Description of the task
Provide the data again in its entirety, exactly as given.

[Data supplied Boundary: Start]

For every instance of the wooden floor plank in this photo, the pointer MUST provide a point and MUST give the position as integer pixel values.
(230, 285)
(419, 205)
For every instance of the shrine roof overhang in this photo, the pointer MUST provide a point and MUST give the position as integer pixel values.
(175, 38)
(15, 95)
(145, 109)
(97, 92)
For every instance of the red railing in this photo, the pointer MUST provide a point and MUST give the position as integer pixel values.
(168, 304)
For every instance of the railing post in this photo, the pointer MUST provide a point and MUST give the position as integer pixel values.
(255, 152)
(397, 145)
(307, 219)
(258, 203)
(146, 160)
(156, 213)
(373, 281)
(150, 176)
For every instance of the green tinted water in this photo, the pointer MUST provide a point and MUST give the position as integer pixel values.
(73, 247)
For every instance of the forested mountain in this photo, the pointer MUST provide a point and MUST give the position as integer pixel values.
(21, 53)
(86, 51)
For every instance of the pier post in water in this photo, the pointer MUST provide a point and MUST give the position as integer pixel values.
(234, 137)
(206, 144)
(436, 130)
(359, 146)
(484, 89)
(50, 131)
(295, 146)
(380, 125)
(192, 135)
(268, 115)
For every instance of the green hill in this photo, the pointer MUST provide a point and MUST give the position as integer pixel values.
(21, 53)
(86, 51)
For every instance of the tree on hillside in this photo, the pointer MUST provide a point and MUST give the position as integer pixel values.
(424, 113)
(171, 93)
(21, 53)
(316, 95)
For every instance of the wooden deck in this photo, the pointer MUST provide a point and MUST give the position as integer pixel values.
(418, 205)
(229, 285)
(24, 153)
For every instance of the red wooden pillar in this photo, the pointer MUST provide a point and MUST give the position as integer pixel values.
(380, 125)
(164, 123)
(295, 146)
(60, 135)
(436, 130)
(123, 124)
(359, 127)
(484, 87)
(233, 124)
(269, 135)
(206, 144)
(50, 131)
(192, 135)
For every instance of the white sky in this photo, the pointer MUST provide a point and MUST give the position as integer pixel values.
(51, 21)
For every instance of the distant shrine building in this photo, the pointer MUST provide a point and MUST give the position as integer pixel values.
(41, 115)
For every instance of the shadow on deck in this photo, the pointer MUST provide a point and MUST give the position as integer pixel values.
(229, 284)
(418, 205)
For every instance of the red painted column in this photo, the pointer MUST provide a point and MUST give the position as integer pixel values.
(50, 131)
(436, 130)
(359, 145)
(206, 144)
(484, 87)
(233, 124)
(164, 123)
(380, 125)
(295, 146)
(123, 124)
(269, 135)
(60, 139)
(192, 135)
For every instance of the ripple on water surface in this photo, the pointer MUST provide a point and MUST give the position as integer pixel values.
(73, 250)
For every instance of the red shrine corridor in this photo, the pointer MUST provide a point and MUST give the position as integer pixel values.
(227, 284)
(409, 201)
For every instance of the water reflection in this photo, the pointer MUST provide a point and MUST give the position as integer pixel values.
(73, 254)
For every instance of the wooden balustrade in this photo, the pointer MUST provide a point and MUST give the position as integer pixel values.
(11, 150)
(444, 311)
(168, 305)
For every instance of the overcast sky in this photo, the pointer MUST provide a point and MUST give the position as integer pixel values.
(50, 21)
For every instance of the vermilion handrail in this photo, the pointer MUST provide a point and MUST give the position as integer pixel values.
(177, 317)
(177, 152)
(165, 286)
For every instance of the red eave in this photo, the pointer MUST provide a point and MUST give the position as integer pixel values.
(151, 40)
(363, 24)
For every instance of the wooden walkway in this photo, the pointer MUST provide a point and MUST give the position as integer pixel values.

[Data supplied Boundary: End]

Result of this task
For every instance of the wooden floor plank in this photo, the pointer MUST provide a point and MUST give the position as integer pixel values.
(230, 285)
(419, 205)
For every instance of the shrine roof overhang in this photo, the pointer MUST provide a point and MUST give the position as integer pixel values.
(175, 38)
(15, 95)
(145, 109)
(97, 92)
For every instance of the red railing in this photo, the pointer MUST provide a point and MUST give the position as integer pixel values.
(168, 304)
For every instance of the railing post in this photo, the pointer MUST provide a point and MUST give the position as integer pixel values.
(255, 152)
(397, 145)
(307, 219)
(258, 203)
(146, 160)
(156, 213)
(373, 281)
(150, 176)
For every instance of the green tinted water in this photo, the pointer MUST provide a point and MUST give the position as integer pixel values.
(73, 247)
For every instance of the forested mountain in this photo, the pointer MUST provide a point and MUST give the position as integer pixel values.
(21, 53)
(86, 51)
For every instance of the pier post in water in this photo, the pointer MUST provide a point and MUST give the position as integer pixel values.
(234, 137)
(206, 144)
(436, 130)
(359, 146)
(484, 89)
(50, 131)
(295, 146)
(380, 125)
(192, 135)
(268, 115)
For every instance of the green hill in this photo, the pointer MUST provide a point and MUST give the position as integer pixel values.
(21, 53)
(86, 51)
For every instance of the tree on hillside in this photo, the pointer MUST provide a point and MUST give the position as integer pixel values.
(424, 113)
(171, 93)
(21, 53)
(316, 95)
For every instance of the wooden deck in this photo, the pointer MUST provide a point and MUST give the position as integer pixel values.
(418, 205)
(229, 285)
(24, 153)
For every instance of the red wooden pillar in this photo, the pointer MUST provide a point and MUST give the position as integer pixel values.
(380, 125)
(164, 123)
(295, 146)
(60, 135)
(436, 130)
(123, 124)
(359, 127)
(484, 87)
(233, 124)
(269, 135)
(206, 144)
(50, 131)
(192, 135)
For every instance of the white sky in this photo, the pointer MUST provide a point and MUST give the position as integer pixel values.
(51, 21)
For every instance of the distant shrine building in this photo, the pointer MUST provide a point and MUST give the position as integer pixel values.
(41, 115)
For every instance of the shadow on deck in this photo, the pointer MUST provide a point and MUST give the position as integer pixel values.
(229, 284)
(418, 205)
For every instance of the red painted column in this photo, the pointer MUST provide a point and MUST give the position as integer pixel values.
(50, 131)
(436, 130)
(359, 145)
(206, 144)
(484, 87)
(233, 124)
(164, 123)
(380, 125)
(295, 146)
(123, 124)
(269, 135)
(60, 139)
(192, 135)
For every instance of the ripple on water surface in this photo, the pointer MUST provide a point and MUST give the position as integer pixel values.
(73, 250)
For every instance of the red shrine corridor in this photo, the pointer MUST provide a point and MUST give the position as integer pixel values.
(227, 284)
(409, 201)
For every instance of the water reflection in this photo, the pointer MUST provide a point and MUST give the position as integer pixel values.
(73, 254)
For every instance of the wooden balustrade in this photo, the pointer MUST provide a point and MUST give the position as integer pixel values.
(11, 150)
(444, 311)
(168, 305)
For every instance of the overcast sky in this photo, the pointer MUST provide a point and MUST give the position as integer pixel values.
(50, 21)
For every instance of the vermilion handrail in this photo, the pointer MUST provide a point and MUST give the position as integer pixel values.
(177, 317)
(177, 152)
(165, 286)
For every instance of the red eave in this photo, the pointer MUST provide a point and MUST give the position as integer pixel values.
(151, 40)
(363, 24)
For every instance of the wooden walkway in this photo, the pointer MUST provide a point and MUST give the position as integer pixel values.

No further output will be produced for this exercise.